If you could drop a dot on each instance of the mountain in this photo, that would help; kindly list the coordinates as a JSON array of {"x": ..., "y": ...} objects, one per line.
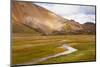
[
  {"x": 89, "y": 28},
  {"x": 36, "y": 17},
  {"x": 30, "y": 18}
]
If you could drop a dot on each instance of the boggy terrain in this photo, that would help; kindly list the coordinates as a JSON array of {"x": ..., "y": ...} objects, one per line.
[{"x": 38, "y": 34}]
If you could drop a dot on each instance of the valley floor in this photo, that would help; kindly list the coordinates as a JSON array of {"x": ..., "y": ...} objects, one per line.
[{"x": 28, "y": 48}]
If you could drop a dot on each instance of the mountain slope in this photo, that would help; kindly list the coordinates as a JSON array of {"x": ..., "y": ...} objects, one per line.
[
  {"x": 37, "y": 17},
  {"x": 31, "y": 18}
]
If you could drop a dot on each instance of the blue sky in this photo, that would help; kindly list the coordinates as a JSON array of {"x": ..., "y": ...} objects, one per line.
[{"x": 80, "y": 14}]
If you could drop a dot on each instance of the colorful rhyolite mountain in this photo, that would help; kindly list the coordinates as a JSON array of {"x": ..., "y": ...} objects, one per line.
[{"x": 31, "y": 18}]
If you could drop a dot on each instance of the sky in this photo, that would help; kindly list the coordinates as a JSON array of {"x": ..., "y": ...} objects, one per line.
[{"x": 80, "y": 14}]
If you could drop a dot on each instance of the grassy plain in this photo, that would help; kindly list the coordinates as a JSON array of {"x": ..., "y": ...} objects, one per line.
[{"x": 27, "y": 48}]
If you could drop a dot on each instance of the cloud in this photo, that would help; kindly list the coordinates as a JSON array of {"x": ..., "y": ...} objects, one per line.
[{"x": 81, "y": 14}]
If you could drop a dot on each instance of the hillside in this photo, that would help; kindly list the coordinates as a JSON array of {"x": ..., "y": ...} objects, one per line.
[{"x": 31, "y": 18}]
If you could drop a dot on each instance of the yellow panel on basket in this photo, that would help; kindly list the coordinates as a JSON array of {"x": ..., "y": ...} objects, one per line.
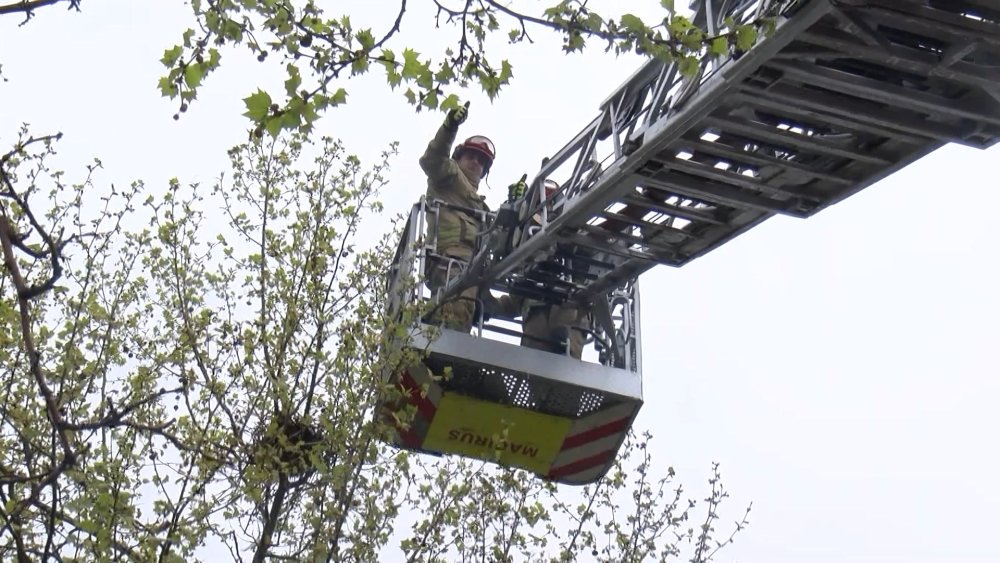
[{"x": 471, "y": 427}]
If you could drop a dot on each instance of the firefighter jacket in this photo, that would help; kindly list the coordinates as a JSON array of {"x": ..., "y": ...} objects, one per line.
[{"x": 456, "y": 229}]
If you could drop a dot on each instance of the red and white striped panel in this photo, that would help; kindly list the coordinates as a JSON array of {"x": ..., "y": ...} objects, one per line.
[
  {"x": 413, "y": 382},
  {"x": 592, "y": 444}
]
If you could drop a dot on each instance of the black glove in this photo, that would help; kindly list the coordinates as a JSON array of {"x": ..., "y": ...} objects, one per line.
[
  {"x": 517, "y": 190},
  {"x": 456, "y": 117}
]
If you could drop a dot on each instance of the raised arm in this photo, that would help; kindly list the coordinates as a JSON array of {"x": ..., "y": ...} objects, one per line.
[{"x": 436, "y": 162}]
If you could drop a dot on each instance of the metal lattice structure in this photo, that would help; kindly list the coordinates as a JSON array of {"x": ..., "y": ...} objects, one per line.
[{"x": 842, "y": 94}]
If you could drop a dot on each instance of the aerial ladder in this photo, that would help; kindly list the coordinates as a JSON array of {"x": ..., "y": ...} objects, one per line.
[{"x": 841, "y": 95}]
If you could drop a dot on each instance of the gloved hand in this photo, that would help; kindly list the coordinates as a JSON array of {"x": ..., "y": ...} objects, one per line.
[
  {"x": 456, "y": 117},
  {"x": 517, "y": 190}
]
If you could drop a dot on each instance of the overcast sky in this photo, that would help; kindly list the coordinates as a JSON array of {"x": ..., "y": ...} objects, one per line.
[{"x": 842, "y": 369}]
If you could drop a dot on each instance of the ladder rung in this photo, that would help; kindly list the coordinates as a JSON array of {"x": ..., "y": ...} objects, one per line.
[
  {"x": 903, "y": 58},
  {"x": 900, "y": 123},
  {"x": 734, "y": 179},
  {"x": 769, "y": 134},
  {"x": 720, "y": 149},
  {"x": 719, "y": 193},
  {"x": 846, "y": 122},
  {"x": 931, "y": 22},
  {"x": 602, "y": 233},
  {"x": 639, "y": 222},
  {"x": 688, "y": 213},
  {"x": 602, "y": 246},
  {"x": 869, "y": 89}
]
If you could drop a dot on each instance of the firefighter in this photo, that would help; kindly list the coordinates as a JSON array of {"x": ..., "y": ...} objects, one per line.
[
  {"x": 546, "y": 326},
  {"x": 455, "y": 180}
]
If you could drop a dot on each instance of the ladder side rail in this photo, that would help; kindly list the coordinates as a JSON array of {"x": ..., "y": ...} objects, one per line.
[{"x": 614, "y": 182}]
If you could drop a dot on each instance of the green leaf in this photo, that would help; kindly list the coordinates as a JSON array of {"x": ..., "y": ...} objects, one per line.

------------------------------------------------------------

*Assignment*
Your answer must be an exact copy of the records, with no pictures in it.

*Written answer*
If you could drop a dot on each instance of the mountain in this photo, that would help; kindly list the coordinates as a JSON array of {"x": ..., "y": ...} objects, one per line.
[
  {"x": 89, "y": 28},
  {"x": 36, "y": 17},
  {"x": 30, "y": 18}
]
If you could drop a dot on each instance of the boggy terrain in this photo, that would help; kindly list the coordinates as a JSON array of {"x": ..., "y": ...} objects, one per line.
[{"x": 38, "y": 34}]
If you could drop a dot on each instance of the valley floor in this photo, that would help; kindly list the coordinates as a JSON array of {"x": ..., "y": ...} objects, one per line.
[{"x": 28, "y": 48}]
If you could drop a dot on each instance of the mountain slope in this photo, that would help; kindly list the coordinates as a JSON array of {"x": ..., "y": ...} objects, one per line.
[
  {"x": 37, "y": 17},
  {"x": 31, "y": 18}
]
If you could drop a dot on each instance of the blue sky in this photo, that would help; kindly list the coordinates as a JSON array of {"x": ..., "y": ...} objects, one per line.
[{"x": 80, "y": 14}]
If you could drop a dot on each instance of the colorful rhyolite mountain in this photo, that would help; kindly list the coordinates as a JSON array of {"x": ..., "y": ...} objects, one per line.
[{"x": 31, "y": 18}]
If you could drop a dot on each instance of the sky in this photo, that would help; kindly list the coordinates as a JSON array of {"x": ..., "y": ...} objects, one per line.
[{"x": 80, "y": 14}]
If you could drop a dot on each instance of the grassy plain in this photo, that would help; kindly list the coordinates as a JSON array of {"x": ..., "y": ...} objects, one per line.
[{"x": 27, "y": 48}]
If you could drop a dot on each instance of the cloud in this photo, that would help; kindly list the coordinates as a JSON array of {"x": ..., "y": ...} objects, one per line.
[{"x": 81, "y": 14}]
If you could drop a dot on each instance of the hillside in this photo, that would help; kindly list the coordinates as a JSON array of {"x": ..., "y": ...} objects, one per line.
[{"x": 31, "y": 18}]
If you could drop a dot on each instance of the yellow panel on basket in this photo, that would help; kindly list the coordinates as a JSON array of {"x": ..., "y": ...} objects, one per line.
[{"x": 471, "y": 427}]
If you could drop a dot on each instance of the firefighter jacket in this photo, that would help; kindly list the coordinates as a JSON array of {"x": ..., "y": ...} objects, one per line.
[{"x": 456, "y": 229}]
If you could drop a dot on each instance of the red and white striped panel in this photo, that would help; kindly list the coordinates as a JSON array of {"x": ..., "y": ...} objects, one per line.
[
  {"x": 413, "y": 382},
  {"x": 592, "y": 444}
]
If you could drop a dot on each instance of the black glove in this photo, that would help; kindly list the coordinates as a JSON array of {"x": ..., "y": ...} objects, one per line.
[
  {"x": 517, "y": 190},
  {"x": 456, "y": 117}
]
If you could drop a dot on each instance of the raised arm in this photo, that would help; kindly list the coordinates as a JSON array of {"x": ..., "y": ...} objects, one per line.
[{"x": 436, "y": 162}]
If you could drop a dot on each instance of the metal lattice structure in this photo, that would help; kindly list the coordinates as a JSON array of {"x": ..., "y": ...} objects, one per line.
[{"x": 842, "y": 94}]
If you could drop a dot on each instance of the aerial ladder in this photo, that would help; kindly list the coordinates as a JSON array of {"x": ..., "y": ...} objects, one per line.
[{"x": 841, "y": 95}]
If you could drop a dot on each instance of the gloved hand in this photo, that would help; kindly list the coordinates as a JSON array of {"x": ..., "y": ...} objects, one per line.
[
  {"x": 456, "y": 117},
  {"x": 517, "y": 190}
]
If you could drop a dot on each instance of the overcast sky in this photo, that would help; kindly list the coordinates as a JSON array of {"x": ..., "y": ...} objects, one per line.
[{"x": 842, "y": 369}]
If you could drop a dot on each instance of the ladder rung in this photo, that would help; kindly list the coordinates as a JSON array of {"x": ..., "y": ...} objects, one per line.
[
  {"x": 903, "y": 58},
  {"x": 900, "y": 123},
  {"x": 734, "y": 179},
  {"x": 769, "y": 134},
  {"x": 720, "y": 149},
  {"x": 719, "y": 193},
  {"x": 846, "y": 122},
  {"x": 931, "y": 22},
  {"x": 602, "y": 233},
  {"x": 639, "y": 222},
  {"x": 688, "y": 213},
  {"x": 602, "y": 246},
  {"x": 869, "y": 89}
]
If you could drop a dot on each instance of the firefighter in this photo, that would help; kindly list the coordinates as a JSON array of {"x": ..., "y": ...} objects, one per line.
[
  {"x": 546, "y": 326},
  {"x": 455, "y": 180}
]
If you could drop a dot on each instance of the ladder side rail in this photo, that would help; kindly list the coordinates as a JSON array of {"x": ..., "y": ...} objects, one per line.
[{"x": 614, "y": 182}]
If you could drop a dot on each instance of the green leaf in this photo, that would help; kindly list the coordinates as a JSON array of {"x": ..., "y": ...} objects, one per line.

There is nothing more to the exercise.